やること. 下の記録をすべて、行番号と行の中身を並べたMarkdownの表に変えてください。列の名前は「番号」と「内容」にして、空の行は入れないでください。

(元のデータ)
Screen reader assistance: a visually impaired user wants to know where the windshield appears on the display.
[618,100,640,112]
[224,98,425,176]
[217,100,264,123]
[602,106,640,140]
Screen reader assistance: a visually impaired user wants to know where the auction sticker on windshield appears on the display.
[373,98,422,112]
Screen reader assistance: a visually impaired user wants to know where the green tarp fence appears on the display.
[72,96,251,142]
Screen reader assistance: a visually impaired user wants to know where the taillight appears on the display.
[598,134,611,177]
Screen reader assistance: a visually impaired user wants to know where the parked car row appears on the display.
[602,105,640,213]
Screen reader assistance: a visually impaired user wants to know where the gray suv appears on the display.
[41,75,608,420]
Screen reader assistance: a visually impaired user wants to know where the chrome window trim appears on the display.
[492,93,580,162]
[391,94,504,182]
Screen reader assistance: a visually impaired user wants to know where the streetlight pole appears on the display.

ほしい結果.
| 番号 | 内容 |
|---|---|
| 1 | Screen reader assistance: a visually impaired user wants to know where the windshield appears on the display. |
| 2 | [618,100,640,112] |
| 3 | [224,98,425,176] |
| 4 | [217,100,264,123] |
| 5 | [602,106,640,140] |
| 6 | Screen reader assistance: a visually impaired user wants to know where the auction sticker on windshield appears on the display. |
| 7 | [373,98,422,112] |
| 8 | Screen reader assistance: a visually impaired user wants to know where the green tarp fence appears on the display. |
| 9 | [72,96,251,142] |
| 10 | Screen reader assistance: a visually impaired user wants to know where the taillight appears on the display. |
| 11 | [598,134,611,177] |
| 12 | Screen reader assistance: a visually impaired user wants to know where the parked car row appears on the display. |
| 13 | [602,105,640,213] |
| 14 | Screen reader assistance: a visually impaired user wants to know where the gray suv appears on the display. |
| 15 | [41,75,608,420] |
| 16 | Screen reader assistance: a visually impaired user wants to know where the chrome window trim appears on the display. |
| 17 | [492,93,580,162] |
| 18 | [391,94,504,182] |
| 19 | Screen reader assistance: a visually impaired user wants to know where the streetlight pole appears on the display. |